Dataset rows:
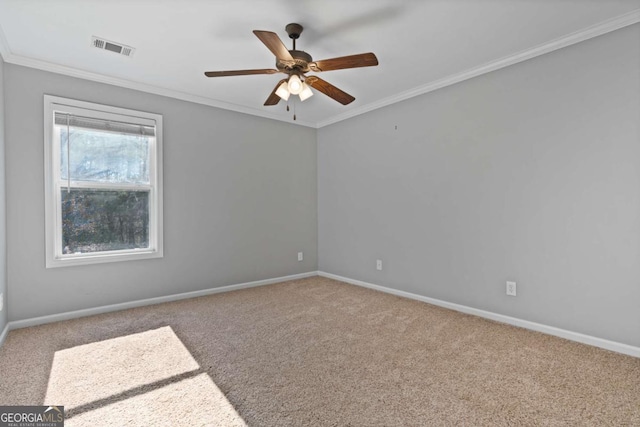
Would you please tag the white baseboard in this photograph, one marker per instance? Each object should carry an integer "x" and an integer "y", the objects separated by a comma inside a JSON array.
[
  {"x": 16, "y": 324},
  {"x": 551, "y": 330},
  {"x": 3, "y": 335}
]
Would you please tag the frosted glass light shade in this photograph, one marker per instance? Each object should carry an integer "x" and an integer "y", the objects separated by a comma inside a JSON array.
[
  {"x": 283, "y": 91},
  {"x": 295, "y": 84},
  {"x": 306, "y": 92}
]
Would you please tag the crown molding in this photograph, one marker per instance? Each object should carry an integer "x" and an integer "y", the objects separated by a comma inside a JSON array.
[{"x": 567, "y": 40}]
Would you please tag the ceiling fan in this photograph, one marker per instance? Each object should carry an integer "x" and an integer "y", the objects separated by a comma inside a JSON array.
[{"x": 296, "y": 63}]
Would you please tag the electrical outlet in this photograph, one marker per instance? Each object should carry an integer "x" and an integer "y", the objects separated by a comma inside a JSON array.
[{"x": 511, "y": 289}]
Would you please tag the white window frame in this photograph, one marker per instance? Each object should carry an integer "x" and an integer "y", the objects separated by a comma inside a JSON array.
[{"x": 54, "y": 183}]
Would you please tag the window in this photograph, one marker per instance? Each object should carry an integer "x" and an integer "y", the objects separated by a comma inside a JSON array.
[{"x": 103, "y": 183}]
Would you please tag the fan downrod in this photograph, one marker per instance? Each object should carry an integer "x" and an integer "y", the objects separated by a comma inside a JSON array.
[{"x": 294, "y": 30}]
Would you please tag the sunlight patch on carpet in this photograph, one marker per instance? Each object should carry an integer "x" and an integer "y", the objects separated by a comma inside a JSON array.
[{"x": 138, "y": 377}]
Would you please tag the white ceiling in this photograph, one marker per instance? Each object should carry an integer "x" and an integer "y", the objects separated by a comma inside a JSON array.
[{"x": 421, "y": 45}]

Problem to work on: Render every line of the listing above as a numbered list, skipping any blank lines and leaving the pictures out.

The response:
1. Would you please tag the white baseboard in this photograph, one marker per instance? Each object should carry an integer "x" and an integer "y", the objects separated by a comma inside a JSON array.
2. [
3.   {"x": 16, "y": 324},
4.   {"x": 551, "y": 330},
5.   {"x": 3, "y": 335}
6. ]
7. Would you please tag the frosted glass light shade in this photograph, one marker per instance? Each object should carry an integer "x" and an integer "y", the objects separated by a comma inside a JSON array.
8. [
9.   {"x": 283, "y": 91},
10.   {"x": 295, "y": 84},
11.   {"x": 306, "y": 92}
12. ]
13. Would you please tag the crown molding in this photograph, one marker per instance? Each object should carry an integer "x" and an integer "y", the objects separated by a comma inside a JSON array.
14. [{"x": 567, "y": 40}]
15. Would you please tag the ceiling fan in this photograph, one marker per instance? Each object should carry an integer "x" and an integer "y", the objects separated by a comma inside a JSON array.
16. [{"x": 296, "y": 63}]
17. Would you please tag the electrical outlet in this photograph, one marker per instance? Each object should carry an integer "x" and an integer "y", the objects separated by a comma inside a JSON array.
18. [{"x": 511, "y": 289}]
19. Would you please tag the white window frame in this photograph, one marker per instance? Each object should carry an integer "x" and an integer "y", the objects separated by a comma inside a JSON array.
20. [{"x": 54, "y": 183}]
21. Would you please tag the window in this photograph, one marker per instance? Each object should carry an integer "x" and an integer "y", the objects separated by a comma inside a JSON array.
22. [{"x": 103, "y": 183}]
23. Would you please tag the fan downrod in this photograph, one marker per instance? Each object should carry an integer "x" and an integer "y", the objects separated by a comma inside a JSON array.
24. [{"x": 294, "y": 30}]
25. Would you please tag the sunlight patch on carpet in this photograph, one marker per instance? Each object should carry an integer "x" and an integer "y", the objects separated by a comma inside a JSON array.
26. [{"x": 138, "y": 377}]
27. Would you please tag the white ceiling in this photograph, one marker per instance? Each object should carry an integer "x" and an integer "y", the objects separated by a comma inside a JSON array.
28. [{"x": 421, "y": 45}]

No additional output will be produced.